[Point placement records]
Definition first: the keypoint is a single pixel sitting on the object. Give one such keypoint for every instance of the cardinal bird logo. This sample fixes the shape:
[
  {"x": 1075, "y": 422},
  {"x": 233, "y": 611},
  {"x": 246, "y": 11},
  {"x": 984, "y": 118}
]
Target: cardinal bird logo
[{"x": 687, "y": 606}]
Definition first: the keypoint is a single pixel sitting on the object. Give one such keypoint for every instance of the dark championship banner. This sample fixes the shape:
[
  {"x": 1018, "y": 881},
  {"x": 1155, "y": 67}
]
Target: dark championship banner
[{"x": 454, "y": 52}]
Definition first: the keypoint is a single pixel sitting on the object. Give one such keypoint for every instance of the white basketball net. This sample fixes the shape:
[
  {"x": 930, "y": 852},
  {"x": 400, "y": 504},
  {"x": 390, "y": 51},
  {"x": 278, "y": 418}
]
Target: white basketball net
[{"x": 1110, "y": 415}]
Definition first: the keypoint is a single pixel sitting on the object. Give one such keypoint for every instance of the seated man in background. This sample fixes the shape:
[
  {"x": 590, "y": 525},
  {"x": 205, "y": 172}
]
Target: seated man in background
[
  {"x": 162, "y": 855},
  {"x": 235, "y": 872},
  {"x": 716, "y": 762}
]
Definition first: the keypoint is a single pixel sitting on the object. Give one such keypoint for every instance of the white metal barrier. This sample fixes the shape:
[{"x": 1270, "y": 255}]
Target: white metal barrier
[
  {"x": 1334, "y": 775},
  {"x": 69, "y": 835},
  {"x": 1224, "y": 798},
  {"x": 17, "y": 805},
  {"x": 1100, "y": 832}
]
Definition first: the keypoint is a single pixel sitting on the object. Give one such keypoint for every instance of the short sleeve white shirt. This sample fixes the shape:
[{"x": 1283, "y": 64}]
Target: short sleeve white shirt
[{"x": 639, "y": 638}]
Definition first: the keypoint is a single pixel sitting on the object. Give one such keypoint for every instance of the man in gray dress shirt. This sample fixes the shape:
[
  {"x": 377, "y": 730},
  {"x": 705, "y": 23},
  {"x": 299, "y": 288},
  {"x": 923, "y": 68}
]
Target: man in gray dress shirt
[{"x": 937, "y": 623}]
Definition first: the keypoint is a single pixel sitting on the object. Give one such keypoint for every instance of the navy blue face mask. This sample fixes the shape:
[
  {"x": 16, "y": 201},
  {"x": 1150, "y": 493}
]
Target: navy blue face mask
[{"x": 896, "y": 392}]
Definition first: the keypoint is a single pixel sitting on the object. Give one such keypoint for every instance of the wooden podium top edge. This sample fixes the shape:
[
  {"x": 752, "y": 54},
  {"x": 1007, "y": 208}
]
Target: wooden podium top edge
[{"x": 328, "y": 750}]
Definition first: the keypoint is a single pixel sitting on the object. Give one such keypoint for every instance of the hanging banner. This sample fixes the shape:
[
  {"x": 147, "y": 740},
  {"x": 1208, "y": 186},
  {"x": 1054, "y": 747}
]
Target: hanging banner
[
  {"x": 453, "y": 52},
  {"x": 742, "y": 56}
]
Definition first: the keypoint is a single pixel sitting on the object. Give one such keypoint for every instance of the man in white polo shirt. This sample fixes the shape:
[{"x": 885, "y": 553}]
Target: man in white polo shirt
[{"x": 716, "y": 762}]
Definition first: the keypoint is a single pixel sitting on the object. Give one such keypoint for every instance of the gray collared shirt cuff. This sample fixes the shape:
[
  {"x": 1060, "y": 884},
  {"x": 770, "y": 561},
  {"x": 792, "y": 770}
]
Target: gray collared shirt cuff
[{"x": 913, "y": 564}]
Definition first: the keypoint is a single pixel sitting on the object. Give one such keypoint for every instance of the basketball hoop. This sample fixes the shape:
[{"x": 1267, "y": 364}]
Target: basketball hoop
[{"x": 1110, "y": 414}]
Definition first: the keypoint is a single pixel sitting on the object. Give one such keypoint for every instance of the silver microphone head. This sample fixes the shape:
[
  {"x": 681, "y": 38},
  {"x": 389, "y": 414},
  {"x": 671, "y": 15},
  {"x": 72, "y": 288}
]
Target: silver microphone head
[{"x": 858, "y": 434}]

# Task objective
Reproduce all the records with "point" substituted for each occurrence of "keypoint", keeping everything else the same.

# The solution
Definition first: the point is a single pixel sitting on the object. Give one such point for every instance of the cardinal bird logo. This sample fixes the shape:
[
  {"x": 1075, "y": 422},
  {"x": 233, "y": 611},
  {"x": 246, "y": 11},
  {"x": 984, "y": 118}
]
Target: cardinal bird logo
[{"x": 687, "y": 606}]
Definition first: the point is a single pixel sitting on the object. Give one such point for every instance of the dark championship banner. This sample fixes the shape:
[
  {"x": 1018, "y": 881},
  {"x": 1155, "y": 67}
]
Target: dark championship banner
[{"x": 454, "y": 52}]
Definition first: the point is a single pixel sitting on the object. Give one such point for every instance of the white basketball net. This sample fixes the shape:
[
  {"x": 930, "y": 852},
  {"x": 400, "y": 504},
  {"x": 390, "y": 51},
  {"x": 278, "y": 418}
]
Target: white basketball net
[{"x": 1110, "y": 415}]
Definition first: the point is a single pixel sitting on the object. Give one such point for every instance of the seated man in background. This sample fixes the shape:
[
  {"x": 590, "y": 525},
  {"x": 205, "y": 172}
]
Target: seated man in background
[
  {"x": 162, "y": 855},
  {"x": 235, "y": 872},
  {"x": 716, "y": 762}
]
Definition first: the point is a single pixel sitting on the object. Give one such point for every instance of the white metal barrier. This sample fixes the shape:
[{"x": 1270, "y": 255}]
Target: white metal barrier
[
  {"x": 1334, "y": 775},
  {"x": 69, "y": 835},
  {"x": 1224, "y": 798},
  {"x": 17, "y": 805},
  {"x": 1100, "y": 832}
]
Definition first: the point is a single pixel sitting on the object. Give one such point for every instance of the short sleeve white shirt. This sample fixes the shape:
[{"x": 1283, "y": 64}]
Target: short sleeve white shirt
[{"x": 639, "y": 638}]
Definition first: the point is a single pixel sitting on the object. Give one such point for every instance of the man in gray dress shirt. This sample fixes the shape:
[
  {"x": 377, "y": 730},
  {"x": 705, "y": 23},
  {"x": 299, "y": 288},
  {"x": 923, "y": 68}
]
Target: man in gray dress shirt
[{"x": 937, "y": 623}]
Definition first: the point is a single pixel sitting on the object. Give one such point for every instance of the navy blue face mask. This sample fixes the shape:
[
  {"x": 16, "y": 201},
  {"x": 1150, "y": 493}
]
Target: navy blue face mask
[{"x": 896, "y": 392}]
Definition first: the point is a single pixel sitting on the object. Give one such point for every instance of the wooden podium top edge. This sample fixes the shape:
[
  {"x": 752, "y": 54},
  {"x": 1007, "y": 208}
]
Target: wooden podium top edge
[{"x": 328, "y": 750}]
Definition first: the point is a single pixel sitting on the object. Give one such point for every instance of the hanging banner. This sample fixes the shape:
[
  {"x": 147, "y": 740},
  {"x": 1208, "y": 186},
  {"x": 1054, "y": 747}
]
Target: hanging banner
[
  {"x": 453, "y": 52},
  {"x": 742, "y": 56}
]
Definition first: the point is a single pixel sitting on the object. Give one such point for every instance of the man in white polo shirt. This sample fixes the shape:
[{"x": 885, "y": 553}]
Target: man in white polo shirt
[{"x": 716, "y": 762}]
Definition first: the point is a single pixel sitting on the object. Give one such point for every instance of the gray collared shirt cuff. This sample fixes the shape:
[
  {"x": 1060, "y": 884},
  {"x": 770, "y": 561},
  {"x": 792, "y": 770}
]
Target: gray collared shirt cuff
[{"x": 913, "y": 564}]
Definition first: the point is a single pixel sitting on the object. Give one such point for every instance of the basketball hoop. This sample fixes the shape:
[{"x": 1267, "y": 364}]
Target: basketball hoop
[{"x": 1110, "y": 414}]
Definition first: the point is a single pixel sitting on the object. Give one such point for every instance of the silver microphone head. This sample fixes the shape:
[
  {"x": 681, "y": 38},
  {"x": 389, "y": 414},
  {"x": 671, "y": 15},
  {"x": 72, "y": 288}
]
Target: silver microphone head
[{"x": 858, "y": 434}]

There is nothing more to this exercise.